§ TASKS FOR THIS EXERCISE:
#1 In the mdlib reorganization task description, by what two names is the opaque-pointer technique also known?
#2 Tally the lines of the records that contain the string "white", with case counting, and give only the number.

§ SELECTED EXCERPT:

---+---

Project

General

Profile

Task #1170

mdlib reorganization

Added by David van der Spoel about 6 years ago. Updated over 2 years ago.

Status:
New
Priority:
Normal
Assignee:
-
Category:
-
Target version:
Difficulty:
uncategorized
Close

Description

Following discussions on the organization of code in Stockholm on 2013/02/27 here a (not-so short) resume by Mark.

1. We plan to work hard on reducing header file dependencies. They're everywhere right now and the cost will explode in C++ if we don't fix it and keep it fixed. The good news is that our existing practice of using opaque pointers is still one of the good solutions in C++ (known by various names, including Handle-Body and the Pimpl idiom). An alternative is declaring an abstract class with the virtual functions of the desired interface and deriving implementation classes to contain the guts. Either way, client code only has to include a light header file and recompile only when the API changes. I've been doing a bunch of reading and should be able to come up with guidelines for when to use which approach. I've added my thoughts for how to fix t_forcerec below.

2. We'd like to have a way for mdrun to read its inputs and construct some kind of settings object (e.g. with a container of strings to query for settings) that can then get queried as we do construction of actual objects. It follows that the inner loop will not know about the settings object (else for every test we'll have to make a mock of that settings object...). This means that code for the inner loop only has to pass around values that change over the course of the simulation, not every little flag setting.

3. We discussed that it might be nice if we didn't have to require that people use grompp. David cited a case of making your .tpr and waiting 3 days for mdrun to start on the cluster, before you find out that the settings are invalid. That's not a problem that is solved by moving the grompp functionality inside mdrun - you still have to wait for mdrun to start! Some aspects of such invalidity depend on how mdrun was compiled, and grompp can't know that. For example in 4.6, GPUs require Verlet which doesn't work with implicit solvent. If the queue system doesn't let you jump the queue to do a quick small-scale test of your settings, then the sysadmins need to be reminded of the real-world needs of users :-). Was there another reason why we wanted mdrun to incorporate grompp functionality?

---+---

§ INFORMATION PROVIDED:
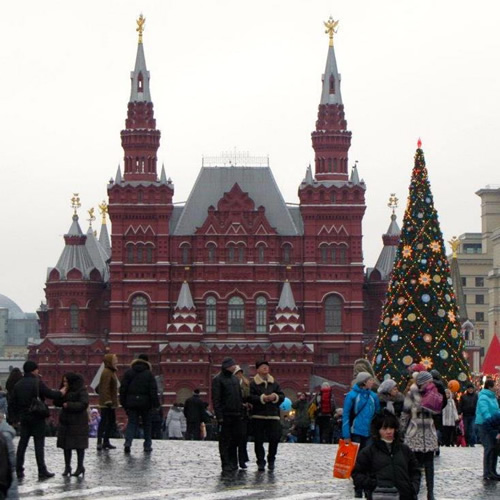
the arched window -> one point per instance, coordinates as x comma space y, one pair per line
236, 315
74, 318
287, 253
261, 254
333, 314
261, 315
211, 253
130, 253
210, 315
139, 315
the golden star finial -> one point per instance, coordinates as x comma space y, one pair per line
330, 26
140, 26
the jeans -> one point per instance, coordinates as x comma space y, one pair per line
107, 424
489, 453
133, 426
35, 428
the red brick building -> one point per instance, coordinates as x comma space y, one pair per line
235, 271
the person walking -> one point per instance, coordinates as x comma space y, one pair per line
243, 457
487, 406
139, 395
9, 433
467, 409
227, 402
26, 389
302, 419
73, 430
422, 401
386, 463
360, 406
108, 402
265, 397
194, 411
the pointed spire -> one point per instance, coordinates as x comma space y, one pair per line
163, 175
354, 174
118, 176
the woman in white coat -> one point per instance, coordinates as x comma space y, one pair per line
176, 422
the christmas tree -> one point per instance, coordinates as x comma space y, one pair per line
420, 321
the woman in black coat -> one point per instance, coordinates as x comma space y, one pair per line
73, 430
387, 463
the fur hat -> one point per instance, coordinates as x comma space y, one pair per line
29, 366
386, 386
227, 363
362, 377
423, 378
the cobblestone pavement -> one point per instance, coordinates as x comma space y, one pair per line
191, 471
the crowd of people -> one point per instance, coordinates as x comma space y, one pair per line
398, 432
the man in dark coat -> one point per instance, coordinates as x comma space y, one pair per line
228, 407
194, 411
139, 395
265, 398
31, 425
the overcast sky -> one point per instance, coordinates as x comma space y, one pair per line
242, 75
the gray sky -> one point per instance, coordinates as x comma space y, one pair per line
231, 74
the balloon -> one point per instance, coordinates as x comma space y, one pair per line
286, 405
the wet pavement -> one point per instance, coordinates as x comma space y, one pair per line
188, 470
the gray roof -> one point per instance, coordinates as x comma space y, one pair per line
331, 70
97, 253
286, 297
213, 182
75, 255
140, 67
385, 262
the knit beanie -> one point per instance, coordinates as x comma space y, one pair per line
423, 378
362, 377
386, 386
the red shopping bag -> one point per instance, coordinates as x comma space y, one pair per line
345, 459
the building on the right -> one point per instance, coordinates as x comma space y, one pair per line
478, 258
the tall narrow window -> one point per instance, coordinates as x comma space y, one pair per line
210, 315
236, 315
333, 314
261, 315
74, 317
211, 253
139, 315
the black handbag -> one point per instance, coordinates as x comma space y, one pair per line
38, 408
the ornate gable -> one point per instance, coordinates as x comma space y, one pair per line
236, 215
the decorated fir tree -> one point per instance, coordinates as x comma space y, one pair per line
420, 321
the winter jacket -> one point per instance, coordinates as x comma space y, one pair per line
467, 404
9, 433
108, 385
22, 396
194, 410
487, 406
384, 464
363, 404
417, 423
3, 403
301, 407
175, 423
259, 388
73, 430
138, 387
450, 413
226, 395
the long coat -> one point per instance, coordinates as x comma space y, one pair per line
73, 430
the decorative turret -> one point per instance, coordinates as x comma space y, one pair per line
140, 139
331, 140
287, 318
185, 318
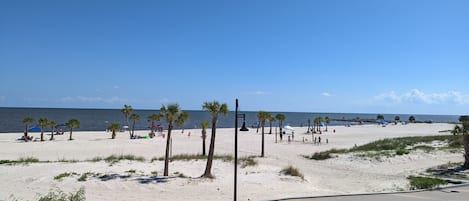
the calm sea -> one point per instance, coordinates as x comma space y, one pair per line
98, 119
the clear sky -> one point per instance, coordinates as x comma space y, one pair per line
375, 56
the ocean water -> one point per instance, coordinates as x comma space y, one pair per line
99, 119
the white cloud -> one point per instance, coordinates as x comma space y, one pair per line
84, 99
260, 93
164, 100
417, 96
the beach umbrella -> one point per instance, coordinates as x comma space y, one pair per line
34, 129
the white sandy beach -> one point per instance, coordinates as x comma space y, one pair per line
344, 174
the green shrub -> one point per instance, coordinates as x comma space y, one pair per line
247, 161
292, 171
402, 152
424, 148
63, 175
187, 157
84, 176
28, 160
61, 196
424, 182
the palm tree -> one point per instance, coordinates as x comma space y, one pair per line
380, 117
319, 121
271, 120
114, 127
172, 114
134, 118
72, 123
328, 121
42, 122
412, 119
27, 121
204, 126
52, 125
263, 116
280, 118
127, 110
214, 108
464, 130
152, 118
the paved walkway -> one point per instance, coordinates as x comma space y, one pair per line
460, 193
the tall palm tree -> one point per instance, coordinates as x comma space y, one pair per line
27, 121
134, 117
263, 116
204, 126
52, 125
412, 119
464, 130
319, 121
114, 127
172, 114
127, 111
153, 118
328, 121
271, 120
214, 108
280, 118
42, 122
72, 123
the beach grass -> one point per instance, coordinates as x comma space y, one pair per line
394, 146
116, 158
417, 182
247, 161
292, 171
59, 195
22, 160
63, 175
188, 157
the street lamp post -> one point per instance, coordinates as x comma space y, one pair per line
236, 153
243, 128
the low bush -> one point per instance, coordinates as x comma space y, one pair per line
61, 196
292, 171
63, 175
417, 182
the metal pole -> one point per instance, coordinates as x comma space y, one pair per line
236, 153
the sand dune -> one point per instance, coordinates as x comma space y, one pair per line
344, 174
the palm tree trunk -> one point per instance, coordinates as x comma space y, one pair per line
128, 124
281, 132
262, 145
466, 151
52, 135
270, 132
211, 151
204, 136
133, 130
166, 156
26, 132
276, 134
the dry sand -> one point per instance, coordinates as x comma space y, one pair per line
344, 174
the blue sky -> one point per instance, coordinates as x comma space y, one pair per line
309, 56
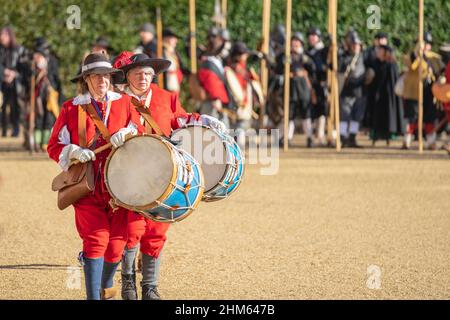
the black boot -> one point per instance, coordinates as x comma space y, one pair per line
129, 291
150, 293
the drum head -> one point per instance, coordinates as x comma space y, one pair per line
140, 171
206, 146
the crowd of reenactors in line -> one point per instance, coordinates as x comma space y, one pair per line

---+---

§ TASK-BY-TASK ANSWERS:
#1 Handle-Body and the Pimpl idiom.

#2 3